**EXERCISE DETAILS:** Reproduce the data below verbatim from the line containing "of the pedestrian" through its final line, and produce nothing more.

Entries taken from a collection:

━━━

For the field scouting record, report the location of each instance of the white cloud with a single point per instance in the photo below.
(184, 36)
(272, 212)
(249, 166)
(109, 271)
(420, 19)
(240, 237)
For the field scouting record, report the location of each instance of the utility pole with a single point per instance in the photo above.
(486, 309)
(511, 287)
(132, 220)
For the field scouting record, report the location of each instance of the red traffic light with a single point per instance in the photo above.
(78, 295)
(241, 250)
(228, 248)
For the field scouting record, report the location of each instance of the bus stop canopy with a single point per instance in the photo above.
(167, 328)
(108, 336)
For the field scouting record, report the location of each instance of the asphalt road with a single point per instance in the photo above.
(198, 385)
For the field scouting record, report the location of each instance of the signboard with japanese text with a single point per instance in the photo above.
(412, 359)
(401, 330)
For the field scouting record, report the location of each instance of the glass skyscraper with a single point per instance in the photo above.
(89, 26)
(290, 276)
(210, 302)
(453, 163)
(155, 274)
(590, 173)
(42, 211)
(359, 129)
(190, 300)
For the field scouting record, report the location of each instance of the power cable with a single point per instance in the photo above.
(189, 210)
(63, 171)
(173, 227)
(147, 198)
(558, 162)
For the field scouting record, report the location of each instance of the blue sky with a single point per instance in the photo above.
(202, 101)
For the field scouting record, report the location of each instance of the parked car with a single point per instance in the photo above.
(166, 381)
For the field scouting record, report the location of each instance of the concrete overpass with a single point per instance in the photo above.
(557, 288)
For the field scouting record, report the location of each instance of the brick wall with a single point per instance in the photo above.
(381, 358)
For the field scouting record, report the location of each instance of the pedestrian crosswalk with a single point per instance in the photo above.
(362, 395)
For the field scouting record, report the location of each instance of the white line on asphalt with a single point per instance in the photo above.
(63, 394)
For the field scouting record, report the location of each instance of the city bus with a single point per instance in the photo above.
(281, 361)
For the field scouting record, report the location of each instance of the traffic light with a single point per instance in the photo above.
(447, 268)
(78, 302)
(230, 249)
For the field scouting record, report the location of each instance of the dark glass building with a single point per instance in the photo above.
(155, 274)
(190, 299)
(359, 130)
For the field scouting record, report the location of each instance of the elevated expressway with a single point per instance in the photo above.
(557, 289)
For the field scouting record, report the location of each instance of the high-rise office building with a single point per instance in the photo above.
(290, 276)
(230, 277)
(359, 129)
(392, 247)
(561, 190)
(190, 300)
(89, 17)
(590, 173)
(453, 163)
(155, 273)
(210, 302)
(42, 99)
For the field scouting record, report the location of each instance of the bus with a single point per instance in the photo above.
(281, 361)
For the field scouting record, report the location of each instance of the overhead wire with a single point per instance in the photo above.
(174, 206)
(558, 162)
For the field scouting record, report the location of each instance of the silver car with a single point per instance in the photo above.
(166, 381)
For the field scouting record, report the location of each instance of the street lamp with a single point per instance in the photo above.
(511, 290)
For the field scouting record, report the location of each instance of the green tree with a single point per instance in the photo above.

━━━

**COMPLETE RESPONSE:**
For the field scouting record, report the location of each instance of the pedestrian crosswalk with a single point per instance in the photo above.
(362, 395)
For the field scouting record, report the location of each instance of the white line on asphalt with a single point per instance in the photo above.
(63, 394)
For the field scouting record, report the location of each instance of the city bus with a single point per instance in the photo above.
(281, 361)
For the field scouting record, report the location of each instance of the traffic light with a single point per instance in the photo above.
(447, 268)
(78, 302)
(230, 249)
For the field scouting record, report the location of each instance of the dark glass building with a single point per instance in the photo above.
(155, 274)
(190, 299)
(359, 130)
For the field scouting record, report the location of each instance of the elevated expressway with a single point per instance in the photo above.
(557, 289)
For the field scouting record, report the location of each instance of the high-rise office building with a single point per instance in the photo above.
(290, 276)
(230, 277)
(359, 129)
(392, 247)
(561, 190)
(190, 300)
(89, 17)
(590, 173)
(453, 163)
(155, 273)
(210, 302)
(42, 99)
For the field scouting record, report the location of each instance of the bus with a single point per instance in the photo above.
(281, 361)
For the field scouting record, report the location of each instance of the overhead wire with a single point per instance in the photo above.
(174, 206)
(558, 162)
For the field scouting record, report the location of each instance of the silver car with a single point per instance in the photo above.
(166, 381)
For the field scouting record, report the location of each instance of the street lamp with a single point per instance in the photo above.
(511, 290)
For the field scouting record, report the location of each instance of the green tree with a single point per instance in the photo above.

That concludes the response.